## Task brief
If a line below contains "then", count it. Report the final total and nothing more.

## Records for this exercise
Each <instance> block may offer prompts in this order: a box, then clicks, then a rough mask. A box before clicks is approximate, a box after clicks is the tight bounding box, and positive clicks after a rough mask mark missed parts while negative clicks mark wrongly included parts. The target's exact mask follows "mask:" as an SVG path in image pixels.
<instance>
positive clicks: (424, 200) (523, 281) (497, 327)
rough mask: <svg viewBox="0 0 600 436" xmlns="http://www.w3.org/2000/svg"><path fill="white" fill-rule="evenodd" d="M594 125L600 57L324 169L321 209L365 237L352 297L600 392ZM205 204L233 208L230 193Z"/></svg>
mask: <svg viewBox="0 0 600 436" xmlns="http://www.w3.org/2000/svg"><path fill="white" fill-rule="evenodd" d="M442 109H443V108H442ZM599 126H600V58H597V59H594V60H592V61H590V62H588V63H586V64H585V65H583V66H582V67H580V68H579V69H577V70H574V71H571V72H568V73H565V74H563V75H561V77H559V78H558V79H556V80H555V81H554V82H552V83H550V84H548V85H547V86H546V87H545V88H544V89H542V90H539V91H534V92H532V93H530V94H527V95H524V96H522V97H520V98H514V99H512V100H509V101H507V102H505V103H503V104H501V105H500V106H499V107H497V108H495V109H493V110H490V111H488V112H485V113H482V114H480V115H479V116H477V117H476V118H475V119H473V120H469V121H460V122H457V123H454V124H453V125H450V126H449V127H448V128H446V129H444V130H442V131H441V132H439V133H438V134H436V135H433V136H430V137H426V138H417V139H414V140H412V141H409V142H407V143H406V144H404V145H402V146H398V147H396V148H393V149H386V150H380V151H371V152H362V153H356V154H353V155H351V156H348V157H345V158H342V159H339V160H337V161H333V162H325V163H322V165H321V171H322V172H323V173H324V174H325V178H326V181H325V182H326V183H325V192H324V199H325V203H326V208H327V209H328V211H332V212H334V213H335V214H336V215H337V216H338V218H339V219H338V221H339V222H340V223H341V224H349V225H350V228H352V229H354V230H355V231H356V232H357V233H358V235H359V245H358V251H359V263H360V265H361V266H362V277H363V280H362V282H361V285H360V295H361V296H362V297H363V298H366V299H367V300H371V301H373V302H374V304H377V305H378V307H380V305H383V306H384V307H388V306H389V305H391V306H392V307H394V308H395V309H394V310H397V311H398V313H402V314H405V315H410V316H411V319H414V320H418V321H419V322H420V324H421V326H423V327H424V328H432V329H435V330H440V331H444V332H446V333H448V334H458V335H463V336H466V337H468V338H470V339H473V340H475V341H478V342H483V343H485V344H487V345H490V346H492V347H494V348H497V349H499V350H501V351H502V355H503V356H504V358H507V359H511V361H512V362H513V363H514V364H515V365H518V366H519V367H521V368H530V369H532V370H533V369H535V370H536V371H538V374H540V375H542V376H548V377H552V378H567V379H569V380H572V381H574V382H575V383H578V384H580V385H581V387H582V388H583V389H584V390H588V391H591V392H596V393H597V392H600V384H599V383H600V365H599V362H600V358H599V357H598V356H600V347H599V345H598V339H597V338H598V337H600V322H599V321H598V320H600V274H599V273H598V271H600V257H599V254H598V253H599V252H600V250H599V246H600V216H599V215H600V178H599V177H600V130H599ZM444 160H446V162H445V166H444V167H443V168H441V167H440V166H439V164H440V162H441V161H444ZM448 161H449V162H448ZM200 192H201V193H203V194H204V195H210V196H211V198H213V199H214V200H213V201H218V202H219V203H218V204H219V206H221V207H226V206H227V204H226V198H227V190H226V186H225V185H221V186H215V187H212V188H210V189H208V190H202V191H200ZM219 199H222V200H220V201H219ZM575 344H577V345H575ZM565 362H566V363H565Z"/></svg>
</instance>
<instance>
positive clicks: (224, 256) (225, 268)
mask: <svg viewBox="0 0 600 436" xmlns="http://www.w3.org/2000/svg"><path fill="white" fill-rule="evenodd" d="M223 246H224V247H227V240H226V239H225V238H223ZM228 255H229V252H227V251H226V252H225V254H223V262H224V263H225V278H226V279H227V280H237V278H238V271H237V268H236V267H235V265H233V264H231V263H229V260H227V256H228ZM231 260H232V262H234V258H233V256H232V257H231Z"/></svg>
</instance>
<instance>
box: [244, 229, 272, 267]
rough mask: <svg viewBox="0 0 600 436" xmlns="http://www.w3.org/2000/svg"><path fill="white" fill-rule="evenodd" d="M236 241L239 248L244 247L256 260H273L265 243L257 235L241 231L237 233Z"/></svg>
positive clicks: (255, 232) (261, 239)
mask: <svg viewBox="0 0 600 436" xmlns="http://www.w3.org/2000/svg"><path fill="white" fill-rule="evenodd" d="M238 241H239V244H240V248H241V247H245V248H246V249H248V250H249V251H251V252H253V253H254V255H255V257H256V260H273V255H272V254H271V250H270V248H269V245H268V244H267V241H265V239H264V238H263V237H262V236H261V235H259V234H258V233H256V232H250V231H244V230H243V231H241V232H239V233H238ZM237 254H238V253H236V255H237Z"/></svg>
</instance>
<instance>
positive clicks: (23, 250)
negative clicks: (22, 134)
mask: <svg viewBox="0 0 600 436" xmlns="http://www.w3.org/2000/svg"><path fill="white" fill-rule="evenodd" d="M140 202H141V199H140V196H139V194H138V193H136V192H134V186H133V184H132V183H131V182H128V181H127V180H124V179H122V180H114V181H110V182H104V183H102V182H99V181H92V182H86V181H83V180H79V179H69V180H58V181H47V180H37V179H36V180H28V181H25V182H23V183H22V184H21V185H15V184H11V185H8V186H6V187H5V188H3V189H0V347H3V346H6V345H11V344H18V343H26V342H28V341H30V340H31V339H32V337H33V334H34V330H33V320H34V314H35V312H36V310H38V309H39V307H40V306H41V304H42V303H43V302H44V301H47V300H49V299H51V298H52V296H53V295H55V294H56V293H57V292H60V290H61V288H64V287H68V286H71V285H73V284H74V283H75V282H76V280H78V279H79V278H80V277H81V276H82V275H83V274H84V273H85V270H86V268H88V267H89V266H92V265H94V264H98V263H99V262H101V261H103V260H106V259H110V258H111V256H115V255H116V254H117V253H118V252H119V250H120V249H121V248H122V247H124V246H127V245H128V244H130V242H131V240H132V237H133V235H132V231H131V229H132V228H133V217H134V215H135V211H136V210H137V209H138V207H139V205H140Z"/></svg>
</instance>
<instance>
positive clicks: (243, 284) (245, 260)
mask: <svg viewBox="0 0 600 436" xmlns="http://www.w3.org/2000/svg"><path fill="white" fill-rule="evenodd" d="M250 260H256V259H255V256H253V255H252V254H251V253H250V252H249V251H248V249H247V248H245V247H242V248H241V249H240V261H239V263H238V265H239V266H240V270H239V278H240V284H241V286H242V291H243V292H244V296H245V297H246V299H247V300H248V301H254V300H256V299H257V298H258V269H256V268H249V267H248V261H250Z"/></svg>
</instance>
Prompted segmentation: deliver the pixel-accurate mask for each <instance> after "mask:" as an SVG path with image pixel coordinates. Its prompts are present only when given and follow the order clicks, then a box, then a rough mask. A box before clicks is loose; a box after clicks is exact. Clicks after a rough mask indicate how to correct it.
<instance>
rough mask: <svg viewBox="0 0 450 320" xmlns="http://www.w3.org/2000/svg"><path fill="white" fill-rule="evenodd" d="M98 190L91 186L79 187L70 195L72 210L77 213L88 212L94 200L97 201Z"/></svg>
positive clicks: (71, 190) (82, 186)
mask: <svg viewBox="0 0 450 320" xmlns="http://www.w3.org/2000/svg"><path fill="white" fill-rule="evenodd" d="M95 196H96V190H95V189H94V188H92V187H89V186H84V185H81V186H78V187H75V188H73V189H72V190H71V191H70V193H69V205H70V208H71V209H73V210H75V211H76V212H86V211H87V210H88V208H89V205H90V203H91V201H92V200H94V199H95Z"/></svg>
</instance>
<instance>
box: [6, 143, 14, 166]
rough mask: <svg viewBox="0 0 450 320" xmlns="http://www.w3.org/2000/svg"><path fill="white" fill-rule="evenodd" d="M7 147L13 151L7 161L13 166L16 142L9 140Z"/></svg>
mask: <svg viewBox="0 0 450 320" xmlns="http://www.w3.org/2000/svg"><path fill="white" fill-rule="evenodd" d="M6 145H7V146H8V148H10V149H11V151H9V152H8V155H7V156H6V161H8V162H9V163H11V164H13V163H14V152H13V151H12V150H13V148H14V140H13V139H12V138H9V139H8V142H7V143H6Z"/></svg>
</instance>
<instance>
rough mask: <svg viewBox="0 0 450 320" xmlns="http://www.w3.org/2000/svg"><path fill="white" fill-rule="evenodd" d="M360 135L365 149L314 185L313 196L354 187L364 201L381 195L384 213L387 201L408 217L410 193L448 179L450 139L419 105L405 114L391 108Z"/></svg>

## Response area
2